### SUPPLIED MATERIAL
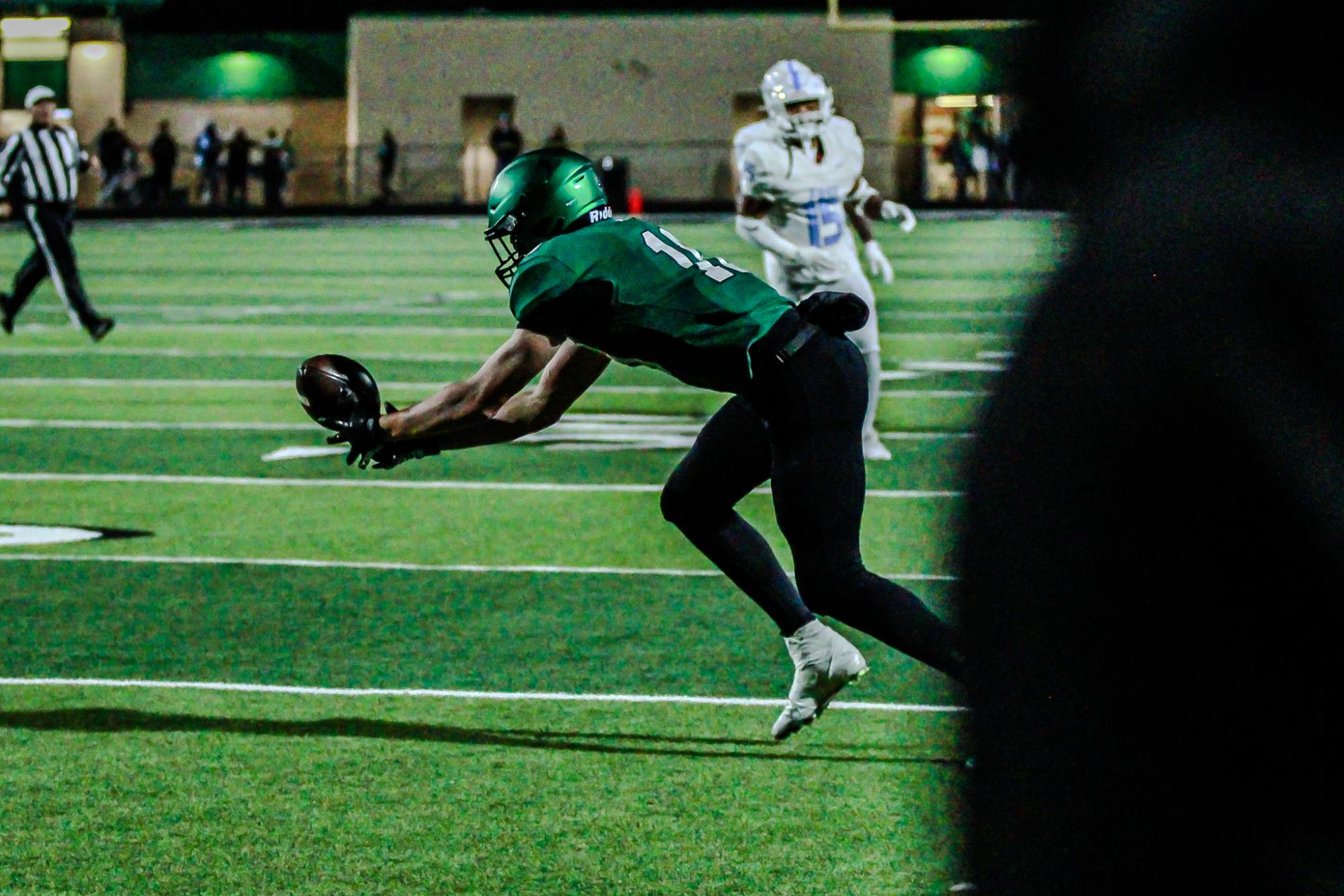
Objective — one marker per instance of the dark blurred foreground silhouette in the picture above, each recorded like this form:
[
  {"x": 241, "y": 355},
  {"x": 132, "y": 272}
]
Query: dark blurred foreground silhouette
[{"x": 1153, "y": 545}]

### WRITTEN INSTRUCTION
Convert the material above into a JSON list of strings, one string per line, skipping blank lines and leaving out the image.

### REPLY TO THE EXERCISE
[
  "Objective — one marker per instance of the dark blurred foreground silhouette in the picture above, each recorded like this form:",
  "[",
  "  {\"x\": 241, \"y\": 355},",
  "  {\"x\": 132, \"y\": 272}",
  "]",
  "Query: dark blurred foreground silhouette",
  "[{\"x\": 1153, \"y\": 545}]"
]